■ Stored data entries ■
-----

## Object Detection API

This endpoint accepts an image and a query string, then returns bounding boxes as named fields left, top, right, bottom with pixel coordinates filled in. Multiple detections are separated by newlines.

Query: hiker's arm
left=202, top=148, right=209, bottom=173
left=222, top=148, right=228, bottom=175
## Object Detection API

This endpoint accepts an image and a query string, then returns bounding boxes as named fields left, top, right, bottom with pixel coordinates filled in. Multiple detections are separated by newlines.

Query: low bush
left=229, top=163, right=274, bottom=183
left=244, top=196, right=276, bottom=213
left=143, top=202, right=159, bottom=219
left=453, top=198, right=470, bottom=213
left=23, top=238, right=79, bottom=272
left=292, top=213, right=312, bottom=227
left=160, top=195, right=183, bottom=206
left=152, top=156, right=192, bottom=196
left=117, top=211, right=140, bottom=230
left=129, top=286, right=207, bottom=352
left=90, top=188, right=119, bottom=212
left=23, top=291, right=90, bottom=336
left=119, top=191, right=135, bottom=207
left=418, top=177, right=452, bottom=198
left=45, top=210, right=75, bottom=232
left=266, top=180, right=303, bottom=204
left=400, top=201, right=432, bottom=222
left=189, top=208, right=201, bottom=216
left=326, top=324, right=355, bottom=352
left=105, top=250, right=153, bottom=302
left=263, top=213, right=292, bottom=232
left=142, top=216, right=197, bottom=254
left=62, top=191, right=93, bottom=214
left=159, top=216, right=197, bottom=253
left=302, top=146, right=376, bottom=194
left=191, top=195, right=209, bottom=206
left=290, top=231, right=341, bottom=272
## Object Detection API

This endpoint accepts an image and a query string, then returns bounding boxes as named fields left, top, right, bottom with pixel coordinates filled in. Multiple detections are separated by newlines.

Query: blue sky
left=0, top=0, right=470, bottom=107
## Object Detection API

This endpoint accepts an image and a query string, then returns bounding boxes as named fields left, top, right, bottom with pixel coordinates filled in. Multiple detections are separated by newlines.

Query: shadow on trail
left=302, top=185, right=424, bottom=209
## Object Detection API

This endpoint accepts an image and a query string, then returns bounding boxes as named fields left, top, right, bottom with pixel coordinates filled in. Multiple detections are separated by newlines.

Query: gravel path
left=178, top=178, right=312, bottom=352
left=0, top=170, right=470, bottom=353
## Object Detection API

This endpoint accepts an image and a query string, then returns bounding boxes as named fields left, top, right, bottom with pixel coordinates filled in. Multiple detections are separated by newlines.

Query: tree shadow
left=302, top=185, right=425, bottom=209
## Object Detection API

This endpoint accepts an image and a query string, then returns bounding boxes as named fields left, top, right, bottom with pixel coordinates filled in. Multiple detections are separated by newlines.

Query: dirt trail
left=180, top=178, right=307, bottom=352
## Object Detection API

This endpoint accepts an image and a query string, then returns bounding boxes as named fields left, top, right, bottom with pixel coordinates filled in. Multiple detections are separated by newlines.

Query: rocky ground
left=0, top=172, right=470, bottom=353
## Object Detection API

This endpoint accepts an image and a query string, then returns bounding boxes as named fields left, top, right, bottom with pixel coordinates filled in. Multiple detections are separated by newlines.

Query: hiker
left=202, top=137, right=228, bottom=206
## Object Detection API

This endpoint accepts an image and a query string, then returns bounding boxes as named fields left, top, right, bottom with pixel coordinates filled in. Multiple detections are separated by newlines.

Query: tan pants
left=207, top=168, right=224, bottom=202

-----

■ Objective ■
Retype the data above verbatim, from its first line through the line containing "left=0, top=0, right=470, bottom=107", with both of those lines included.

■ Result ■
## Object Detection API

This endpoint accepts an image and a query string, then returns bounding boxes as named fields left, top, right, bottom with pixel coordinates filled in. Multiple detections are separated by newlines.

Query: hiker's arm
left=202, top=148, right=209, bottom=173
left=222, top=148, right=228, bottom=175
## Object Detection API

This endpoint accepts an image and a query string, then returns bounding boxes as named fields left, top, right, bottom with pixel coordinates filled in. Multiple detections are separated by newlines.

Query: low bush
left=229, top=163, right=274, bottom=183
left=244, top=196, right=276, bottom=213
left=143, top=202, right=159, bottom=219
left=453, top=198, right=470, bottom=213
left=23, top=238, right=79, bottom=272
left=292, top=213, right=312, bottom=227
left=160, top=195, right=183, bottom=206
left=152, top=156, right=192, bottom=196
left=117, top=211, right=140, bottom=230
left=129, top=286, right=207, bottom=352
left=90, top=188, right=119, bottom=212
left=23, top=291, right=90, bottom=336
left=119, top=191, right=135, bottom=207
left=418, top=177, right=452, bottom=198
left=45, top=210, right=75, bottom=232
left=266, top=180, right=303, bottom=204
left=400, top=201, right=432, bottom=222
left=189, top=208, right=201, bottom=216
left=326, top=324, right=355, bottom=352
left=105, top=250, right=153, bottom=302
left=263, top=213, right=292, bottom=232
left=142, top=216, right=197, bottom=254
left=62, top=191, right=93, bottom=214
left=159, top=216, right=197, bottom=253
left=302, top=146, right=376, bottom=194
left=191, top=195, right=209, bottom=206
left=290, top=231, right=341, bottom=272
## Object Detection API

This endpoint accepts an image and a query string, then returns bounding boxes as named fields left, top, right, bottom with pixel coordinates filled in. Multiple detections are separated by newlines.

Query: blue sky
left=0, top=0, right=470, bottom=107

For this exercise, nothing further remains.